Task requirements: Check every line below for the string "towel". Copy the ones that have it.

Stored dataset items
▬▬▬

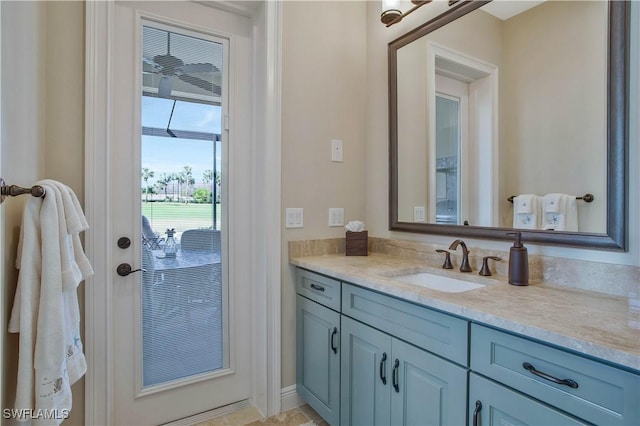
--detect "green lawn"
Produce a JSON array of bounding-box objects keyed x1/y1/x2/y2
[{"x1": 142, "y1": 202, "x2": 221, "y2": 234}]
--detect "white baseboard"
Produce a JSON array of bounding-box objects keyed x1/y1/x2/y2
[{"x1": 280, "y1": 385, "x2": 305, "y2": 412}]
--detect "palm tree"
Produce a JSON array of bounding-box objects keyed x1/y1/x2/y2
[
  {"x1": 156, "y1": 173, "x2": 171, "y2": 200},
  {"x1": 203, "y1": 169, "x2": 213, "y2": 187},
  {"x1": 183, "y1": 165, "x2": 194, "y2": 199},
  {"x1": 141, "y1": 168, "x2": 155, "y2": 202},
  {"x1": 175, "y1": 172, "x2": 186, "y2": 202}
]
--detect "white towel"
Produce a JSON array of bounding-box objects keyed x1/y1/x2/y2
[
  {"x1": 512, "y1": 194, "x2": 540, "y2": 229},
  {"x1": 514, "y1": 194, "x2": 535, "y2": 213},
  {"x1": 8, "y1": 180, "x2": 92, "y2": 425},
  {"x1": 541, "y1": 193, "x2": 578, "y2": 231}
]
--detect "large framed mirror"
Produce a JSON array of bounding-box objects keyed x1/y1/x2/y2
[{"x1": 389, "y1": 0, "x2": 629, "y2": 250}]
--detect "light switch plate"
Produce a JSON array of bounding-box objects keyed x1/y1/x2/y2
[
  {"x1": 285, "y1": 208, "x2": 303, "y2": 228},
  {"x1": 328, "y1": 208, "x2": 344, "y2": 227},
  {"x1": 331, "y1": 139, "x2": 343, "y2": 162},
  {"x1": 414, "y1": 206, "x2": 425, "y2": 222}
]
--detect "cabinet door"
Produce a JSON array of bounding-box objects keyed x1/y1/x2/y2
[
  {"x1": 469, "y1": 374, "x2": 589, "y2": 426},
  {"x1": 341, "y1": 317, "x2": 392, "y2": 426},
  {"x1": 391, "y1": 339, "x2": 467, "y2": 426},
  {"x1": 297, "y1": 296, "x2": 341, "y2": 425}
]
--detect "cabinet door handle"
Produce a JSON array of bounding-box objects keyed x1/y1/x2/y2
[
  {"x1": 472, "y1": 400, "x2": 482, "y2": 426},
  {"x1": 379, "y1": 352, "x2": 387, "y2": 385},
  {"x1": 392, "y1": 359, "x2": 400, "y2": 393},
  {"x1": 330, "y1": 327, "x2": 338, "y2": 354},
  {"x1": 310, "y1": 283, "x2": 325, "y2": 292},
  {"x1": 522, "y1": 362, "x2": 579, "y2": 389}
]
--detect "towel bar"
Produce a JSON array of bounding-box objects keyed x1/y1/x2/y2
[
  {"x1": 508, "y1": 193, "x2": 594, "y2": 203},
  {"x1": 0, "y1": 178, "x2": 46, "y2": 204}
]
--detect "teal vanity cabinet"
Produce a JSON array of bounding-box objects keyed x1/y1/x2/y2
[
  {"x1": 340, "y1": 284, "x2": 468, "y2": 426},
  {"x1": 296, "y1": 269, "x2": 341, "y2": 426},
  {"x1": 470, "y1": 324, "x2": 640, "y2": 425}
]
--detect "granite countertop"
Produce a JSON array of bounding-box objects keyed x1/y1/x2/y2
[{"x1": 290, "y1": 253, "x2": 640, "y2": 372}]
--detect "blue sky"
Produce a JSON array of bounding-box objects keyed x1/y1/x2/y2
[{"x1": 141, "y1": 96, "x2": 222, "y2": 186}]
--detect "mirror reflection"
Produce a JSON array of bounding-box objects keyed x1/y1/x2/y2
[{"x1": 396, "y1": 0, "x2": 607, "y2": 233}]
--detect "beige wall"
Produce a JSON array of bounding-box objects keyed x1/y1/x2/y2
[
  {"x1": 280, "y1": 0, "x2": 367, "y2": 387},
  {"x1": 1, "y1": 2, "x2": 85, "y2": 424}
]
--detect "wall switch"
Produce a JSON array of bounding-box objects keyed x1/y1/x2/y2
[
  {"x1": 331, "y1": 139, "x2": 343, "y2": 162},
  {"x1": 328, "y1": 208, "x2": 344, "y2": 227},
  {"x1": 285, "y1": 208, "x2": 303, "y2": 228},
  {"x1": 414, "y1": 206, "x2": 425, "y2": 222}
]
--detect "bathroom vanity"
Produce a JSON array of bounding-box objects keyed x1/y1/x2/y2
[{"x1": 292, "y1": 254, "x2": 640, "y2": 426}]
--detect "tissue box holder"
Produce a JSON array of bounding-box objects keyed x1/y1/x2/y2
[{"x1": 346, "y1": 231, "x2": 368, "y2": 256}]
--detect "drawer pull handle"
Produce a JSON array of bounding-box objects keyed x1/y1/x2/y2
[
  {"x1": 379, "y1": 352, "x2": 387, "y2": 385},
  {"x1": 522, "y1": 362, "x2": 579, "y2": 389},
  {"x1": 310, "y1": 283, "x2": 325, "y2": 292},
  {"x1": 330, "y1": 327, "x2": 338, "y2": 354},
  {"x1": 392, "y1": 359, "x2": 400, "y2": 393},
  {"x1": 472, "y1": 400, "x2": 482, "y2": 426}
]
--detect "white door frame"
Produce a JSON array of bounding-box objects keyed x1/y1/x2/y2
[
  {"x1": 83, "y1": 1, "x2": 282, "y2": 424},
  {"x1": 426, "y1": 41, "x2": 499, "y2": 227}
]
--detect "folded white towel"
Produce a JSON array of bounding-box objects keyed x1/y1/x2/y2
[
  {"x1": 512, "y1": 194, "x2": 540, "y2": 229},
  {"x1": 9, "y1": 180, "x2": 92, "y2": 425},
  {"x1": 543, "y1": 193, "x2": 562, "y2": 213},
  {"x1": 514, "y1": 194, "x2": 535, "y2": 213},
  {"x1": 541, "y1": 194, "x2": 578, "y2": 231}
]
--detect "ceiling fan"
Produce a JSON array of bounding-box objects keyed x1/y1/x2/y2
[{"x1": 143, "y1": 31, "x2": 221, "y2": 98}]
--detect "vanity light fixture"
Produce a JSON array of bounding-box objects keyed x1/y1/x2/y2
[{"x1": 381, "y1": 0, "x2": 432, "y2": 27}]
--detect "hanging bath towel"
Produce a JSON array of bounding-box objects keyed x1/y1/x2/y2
[
  {"x1": 541, "y1": 193, "x2": 578, "y2": 231},
  {"x1": 512, "y1": 194, "x2": 541, "y2": 229},
  {"x1": 8, "y1": 180, "x2": 93, "y2": 425}
]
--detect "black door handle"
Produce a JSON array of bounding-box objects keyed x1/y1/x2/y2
[
  {"x1": 522, "y1": 362, "x2": 579, "y2": 388},
  {"x1": 392, "y1": 359, "x2": 400, "y2": 393},
  {"x1": 117, "y1": 263, "x2": 147, "y2": 277},
  {"x1": 473, "y1": 400, "x2": 482, "y2": 426},
  {"x1": 379, "y1": 352, "x2": 387, "y2": 385},
  {"x1": 310, "y1": 283, "x2": 325, "y2": 292},
  {"x1": 330, "y1": 327, "x2": 338, "y2": 354}
]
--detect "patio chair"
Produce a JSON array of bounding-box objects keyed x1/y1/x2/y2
[{"x1": 142, "y1": 215, "x2": 165, "y2": 250}]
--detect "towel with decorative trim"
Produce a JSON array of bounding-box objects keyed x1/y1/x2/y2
[
  {"x1": 541, "y1": 193, "x2": 578, "y2": 231},
  {"x1": 512, "y1": 194, "x2": 540, "y2": 229},
  {"x1": 8, "y1": 180, "x2": 92, "y2": 425}
]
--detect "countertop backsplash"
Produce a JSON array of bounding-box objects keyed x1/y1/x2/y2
[{"x1": 289, "y1": 237, "x2": 639, "y2": 298}]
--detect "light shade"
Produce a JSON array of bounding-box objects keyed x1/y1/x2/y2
[
  {"x1": 381, "y1": 0, "x2": 402, "y2": 25},
  {"x1": 381, "y1": 0, "x2": 432, "y2": 27}
]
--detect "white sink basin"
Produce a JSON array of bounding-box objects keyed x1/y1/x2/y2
[{"x1": 387, "y1": 271, "x2": 485, "y2": 293}]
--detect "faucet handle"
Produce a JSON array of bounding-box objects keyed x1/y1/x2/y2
[
  {"x1": 435, "y1": 249, "x2": 453, "y2": 269},
  {"x1": 479, "y1": 256, "x2": 502, "y2": 276}
]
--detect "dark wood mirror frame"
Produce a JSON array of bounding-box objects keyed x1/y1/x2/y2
[{"x1": 389, "y1": 0, "x2": 629, "y2": 251}]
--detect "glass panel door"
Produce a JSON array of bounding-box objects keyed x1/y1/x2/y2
[
  {"x1": 139, "y1": 24, "x2": 226, "y2": 388},
  {"x1": 435, "y1": 94, "x2": 461, "y2": 225}
]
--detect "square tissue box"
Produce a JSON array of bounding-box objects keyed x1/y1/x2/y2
[{"x1": 346, "y1": 231, "x2": 368, "y2": 256}]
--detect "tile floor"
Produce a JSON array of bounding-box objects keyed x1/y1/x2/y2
[{"x1": 194, "y1": 405, "x2": 328, "y2": 426}]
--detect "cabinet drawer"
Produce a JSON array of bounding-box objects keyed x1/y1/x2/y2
[
  {"x1": 342, "y1": 283, "x2": 469, "y2": 366},
  {"x1": 469, "y1": 373, "x2": 588, "y2": 425},
  {"x1": 296, "y1": 268, "x2": 341, "y2": 311},
  {"x1": 471, "y1": 324, "x2": 640, "y2": 426}
]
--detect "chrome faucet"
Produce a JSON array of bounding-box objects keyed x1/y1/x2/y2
[{"x1": 448, "y1": 239, "x2": 472, "y2": 272}]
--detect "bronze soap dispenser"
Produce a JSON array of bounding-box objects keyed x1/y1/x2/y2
[{"x1": 507, "y1": 231, "x2": 529, "y2": 286}]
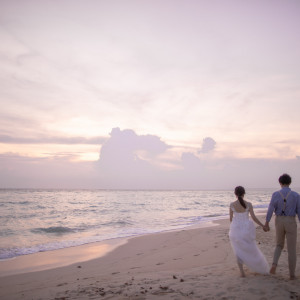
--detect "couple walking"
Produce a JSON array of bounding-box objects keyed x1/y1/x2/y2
[{"x1": 229, "y1": 173, "x2": 300, "y2": 279}]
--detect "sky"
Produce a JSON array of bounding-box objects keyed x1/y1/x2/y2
[{"x1": 0, "y1": 0, "x2": 300, "y2": 190}]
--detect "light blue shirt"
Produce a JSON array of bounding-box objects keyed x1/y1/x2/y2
[{"x1": 266, "y1": 187, "x2": 300, "y2": 222}]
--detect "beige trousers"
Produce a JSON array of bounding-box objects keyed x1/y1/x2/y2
[{"x1": 273, "y1": 216, "x2": 297, "y2": 277}]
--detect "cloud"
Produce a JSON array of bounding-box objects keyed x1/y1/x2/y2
[
  {"x1": 181, "y1": 152, "x2": 202, "y2": 169},
  {"x1": 97, "y1": 128, "x2": 170, "y2": 179},
  {"x1": 1, "y1": 128, "x2": 300, "y2": 190},
  {"x1": 0, "y1": 135, "x2": 106, "y2": 145},
  {"x1": 198, "y1": 137, "x2": 216, "y2": 153},
  {"x1": 0, "y1": 153, "x2": 98, "y2": 189}
]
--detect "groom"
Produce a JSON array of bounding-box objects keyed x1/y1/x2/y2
[{"x1": 265, "y1": 173, "x2": 300, "y2": 280}]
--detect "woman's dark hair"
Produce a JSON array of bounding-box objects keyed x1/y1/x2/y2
[
  {"x1": 234, "y1": 186, "x2": 246, "y2": 208},
  {"x1": 278, "y1": 173, "x2": 292, "y2": 185}
]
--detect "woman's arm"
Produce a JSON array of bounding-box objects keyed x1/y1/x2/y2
[
  {"x1": 248, "y1": 202, "x2": 264, "y2": 227},
  {"x1": 229, "y1": 205, "x2": 233, "y2": 222}
]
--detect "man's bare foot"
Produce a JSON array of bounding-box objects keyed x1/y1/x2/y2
[
  {"x1": 270, "y1": 264, "x2": 277, "y2": 274},
  {"x1": 290, "y1": 276, "x2": 296, "y2": 280}
]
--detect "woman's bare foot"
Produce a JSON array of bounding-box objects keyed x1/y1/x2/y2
[
  {"x1": 238, "y1": 262, "x2": 246, "y2": 277},
  {"x1": 270, "y1": 264, "x2": 277, "y2": 274}
]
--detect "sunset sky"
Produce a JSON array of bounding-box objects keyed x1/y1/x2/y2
[{"x1": 1, "y1": 0, "x2": 300, "y2": 189}]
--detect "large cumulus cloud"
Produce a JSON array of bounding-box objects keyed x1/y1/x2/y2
[{"x1": 96, "y1": 128, "x2": 170, "y2": 187}]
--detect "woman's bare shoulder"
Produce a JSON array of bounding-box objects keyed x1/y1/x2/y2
[
  {"x1": 245, "y1": 201, "x2": 253, "y2": 208},
  {"x1": 230, "y1": 200, "x2": 239, "y2": 208}
]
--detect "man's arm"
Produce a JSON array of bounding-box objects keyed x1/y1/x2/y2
[
  {"x1": 265, "y1": 194, "x2": 276, "y2": 231},
  {"x1": 266, "y1": 199, "x2": 275, "y2": 222},
  {"x1": 296, "y1": 193, "x2": 300, "y2": 222}
]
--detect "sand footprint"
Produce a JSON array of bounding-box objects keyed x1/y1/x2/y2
[{"x1": 56, "y1": 283, "x2": 68, "y2": 287}]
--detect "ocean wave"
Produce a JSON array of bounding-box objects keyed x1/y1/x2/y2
[
  {"x1": 204, "y1": 213, "x2": 223, "y2": 218},
  {"x1": 35, "y1": 205, "x2": 46, "y2": 209},
  {"x1": 102, "y1": 220, "x2": 133, "y2": 227},
  {"x1": 253, "y1": 204, "x2": 268, "y2": 209},
  {"x1": 0, "y1": 235, "x2": 119, "y2": 260},
  {"x1": 21, "y1": 213, "x2": 38, "y2": 219},
  {"x1": 0, "y1": 229, "x2": 15, "y2": 237},
  {"x1": 31, "y1": 226, "x2": 74, "y2": 234},
  {"x1": 4, "y1": 201, "x2": 31, "y2": 205},
  {"x1": 19, "y1": 201, "x2": 31, "y2": 205}
]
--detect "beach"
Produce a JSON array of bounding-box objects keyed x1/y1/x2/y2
[{"x1": 1, "y1": 218, "x2": 300, "y2": 300}]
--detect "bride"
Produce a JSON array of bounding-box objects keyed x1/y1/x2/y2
[{"x1": 229, "y1": 186, "x2": 269, "y2": 277}]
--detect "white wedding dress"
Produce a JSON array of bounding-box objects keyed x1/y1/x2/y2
[{"x1": 229, "y1": 204, "x2": 269, "y2": 274}]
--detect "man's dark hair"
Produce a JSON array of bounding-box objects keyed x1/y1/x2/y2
[{"x1": 278, "y1": 173, "x2": 292, "y2": 185}]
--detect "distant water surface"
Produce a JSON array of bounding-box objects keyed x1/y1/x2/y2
[{"x1": 0, "y1": 189, "x2": 279, "y2": 260}]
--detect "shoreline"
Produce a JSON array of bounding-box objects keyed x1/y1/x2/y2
[
  {"x1": 0, "y1": 212, "x2": 267, "y2": 277},
  {"x1": 1, "y1": 215, "x2": 299, "y2": 299},
  {"x1": 0, "y1": 218, "x2": 219, "y2": 277},
  {"x1": 0, "y1": 238, "x2": 128, "y2": 277}
]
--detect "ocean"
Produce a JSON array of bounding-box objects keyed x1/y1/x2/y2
[{"x1": 0, "y1": 188, "x2": 279, "y2": 261}]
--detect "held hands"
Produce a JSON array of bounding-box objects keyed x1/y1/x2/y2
[
  {"x1": 262, "y1": 223, "x2": 270, "y2": 232},
  {"x1": 262, "y1": 225, "x2": 269, "y2": 232}
]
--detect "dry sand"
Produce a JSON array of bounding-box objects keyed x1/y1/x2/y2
[{"x1": 1, "y1": 217, "x2": 300, "y2": 300}]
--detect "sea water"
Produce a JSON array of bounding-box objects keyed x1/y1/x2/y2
[{"x1": 0, "y1": 189, "x2": 278, "y2": 260}]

▬▬▬

Answer for this exercise:
--detect "white towel"
--detect "towel bar"
--detect "folded white towel"
--detect "hanging bath towel"
--detect "towel with decorative trim"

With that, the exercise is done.